(A block of data)
** start **

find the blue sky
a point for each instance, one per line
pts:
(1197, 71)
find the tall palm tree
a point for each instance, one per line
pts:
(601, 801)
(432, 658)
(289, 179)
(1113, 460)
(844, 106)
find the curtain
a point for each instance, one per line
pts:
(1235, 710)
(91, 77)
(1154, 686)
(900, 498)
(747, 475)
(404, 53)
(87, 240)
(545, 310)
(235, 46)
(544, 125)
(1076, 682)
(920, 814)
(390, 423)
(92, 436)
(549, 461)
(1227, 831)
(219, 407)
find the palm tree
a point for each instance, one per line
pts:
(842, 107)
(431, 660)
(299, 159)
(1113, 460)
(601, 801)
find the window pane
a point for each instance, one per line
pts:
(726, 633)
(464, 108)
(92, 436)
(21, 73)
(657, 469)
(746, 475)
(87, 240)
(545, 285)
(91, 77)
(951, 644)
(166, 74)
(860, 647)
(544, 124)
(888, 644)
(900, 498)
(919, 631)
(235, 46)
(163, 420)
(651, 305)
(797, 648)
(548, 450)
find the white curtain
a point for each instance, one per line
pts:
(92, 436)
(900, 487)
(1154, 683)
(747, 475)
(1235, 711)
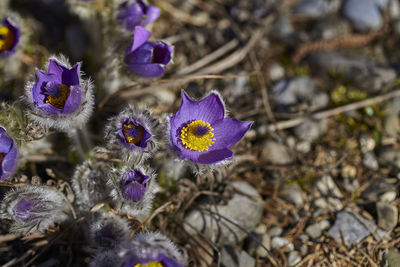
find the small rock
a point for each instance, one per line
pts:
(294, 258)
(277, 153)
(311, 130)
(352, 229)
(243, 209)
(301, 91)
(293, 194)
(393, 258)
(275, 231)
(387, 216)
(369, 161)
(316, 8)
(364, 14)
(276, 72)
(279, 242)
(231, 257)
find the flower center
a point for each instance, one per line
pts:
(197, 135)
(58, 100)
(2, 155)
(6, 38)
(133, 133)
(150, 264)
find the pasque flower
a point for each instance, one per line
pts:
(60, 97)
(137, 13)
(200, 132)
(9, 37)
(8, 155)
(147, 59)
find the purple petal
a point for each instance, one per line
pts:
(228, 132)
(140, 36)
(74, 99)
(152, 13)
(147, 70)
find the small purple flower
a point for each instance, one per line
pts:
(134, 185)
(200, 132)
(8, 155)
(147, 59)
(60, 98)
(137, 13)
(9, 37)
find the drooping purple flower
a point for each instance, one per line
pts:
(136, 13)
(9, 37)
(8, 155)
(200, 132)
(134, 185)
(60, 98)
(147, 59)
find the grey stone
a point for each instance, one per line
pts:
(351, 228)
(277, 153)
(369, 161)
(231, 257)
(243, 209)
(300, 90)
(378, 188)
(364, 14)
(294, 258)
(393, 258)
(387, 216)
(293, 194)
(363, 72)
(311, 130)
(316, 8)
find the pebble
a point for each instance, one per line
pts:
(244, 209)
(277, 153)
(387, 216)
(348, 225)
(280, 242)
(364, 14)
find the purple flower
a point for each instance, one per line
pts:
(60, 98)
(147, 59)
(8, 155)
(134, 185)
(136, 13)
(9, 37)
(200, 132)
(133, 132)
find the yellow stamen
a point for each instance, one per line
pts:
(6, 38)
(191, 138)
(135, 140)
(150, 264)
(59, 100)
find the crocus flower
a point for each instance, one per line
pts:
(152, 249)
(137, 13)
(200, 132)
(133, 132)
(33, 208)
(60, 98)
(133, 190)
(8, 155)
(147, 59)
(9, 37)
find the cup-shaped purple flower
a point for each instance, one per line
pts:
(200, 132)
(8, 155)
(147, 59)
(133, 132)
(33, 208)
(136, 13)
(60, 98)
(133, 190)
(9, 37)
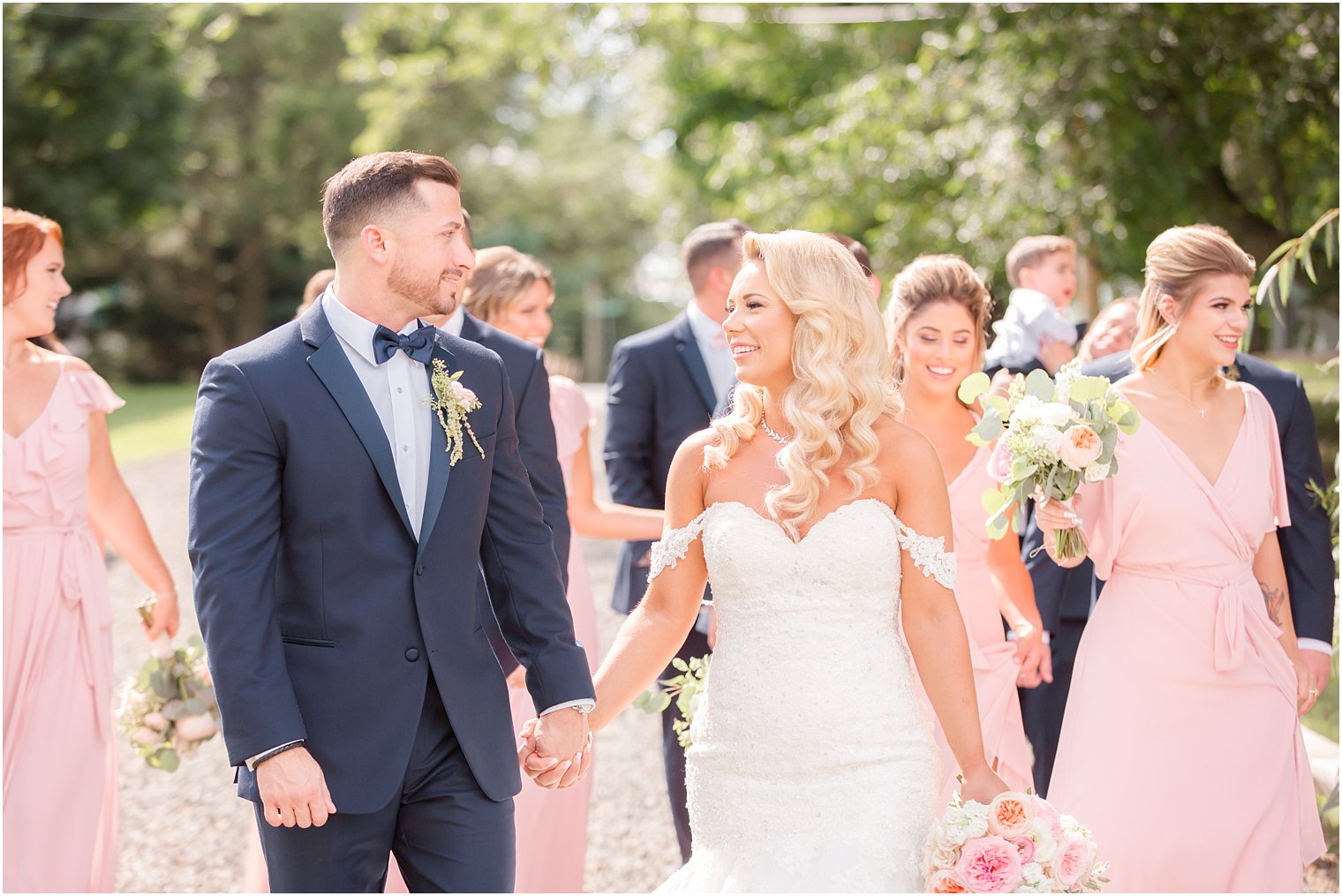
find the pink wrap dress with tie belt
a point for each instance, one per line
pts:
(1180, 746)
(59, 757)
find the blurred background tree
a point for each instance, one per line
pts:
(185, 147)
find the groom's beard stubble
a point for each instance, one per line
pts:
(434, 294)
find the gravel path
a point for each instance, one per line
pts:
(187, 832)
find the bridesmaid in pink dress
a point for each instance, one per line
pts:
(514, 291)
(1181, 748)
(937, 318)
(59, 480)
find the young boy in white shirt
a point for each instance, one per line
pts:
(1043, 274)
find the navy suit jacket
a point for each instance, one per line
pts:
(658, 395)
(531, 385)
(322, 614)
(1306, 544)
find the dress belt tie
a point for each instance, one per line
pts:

** end **

- **WHAT IS EXPECTED**: Quote verbatim the final run of lines in the material above, from the line that contains "find the crocus flower" through the very last line, excluding any pictures.

- **RESULT FOR THIS EXERCISE**:
find the crocus flower
a point for each instance, one per line
pts:
(152, 249)
(137, 13)
(200, 132)
(133, 132)
(33, 208)
(60, 98)
(133, 190)
(8, 155)
(147, 59)
(9, 37)
find the cup-shaped purple flower
a point for each instance, one per line
pts:
(200, 132)
(8, 155)
(147, 59)
(133, 132)
(33, 208)
(136, 13)
(60, 98)
(133, 190)
(9, 37)
find the pink wrap dress with tie belt
a point for each instance, one per line
pts:
(1180, 746)
(59, 757)
find the blurred background tree
a point for each instance, one per line
pts:
(185, 147)
find the groom's beard stubble
a point for each instance, one per line
pts:
(434, 294)
find the gravel path
a point for each instance, one per line
pts:
(187, 832)
find the bridesmaid in pink dress
a point for each instance, one per line
pts:
(514, 291)
(1181, 748)
(937, 318)
(59, 480)
find the young boy in white shirt
a point for each instance, one per line
pts:
(1043, 274)
find the navy suit jacket
a point for each instance, one per line
pts:
(658, 395)
(531, 385)
(322, 614)
(1306, 544)
find the dress belt tie
a point for each instance, one per line
pts:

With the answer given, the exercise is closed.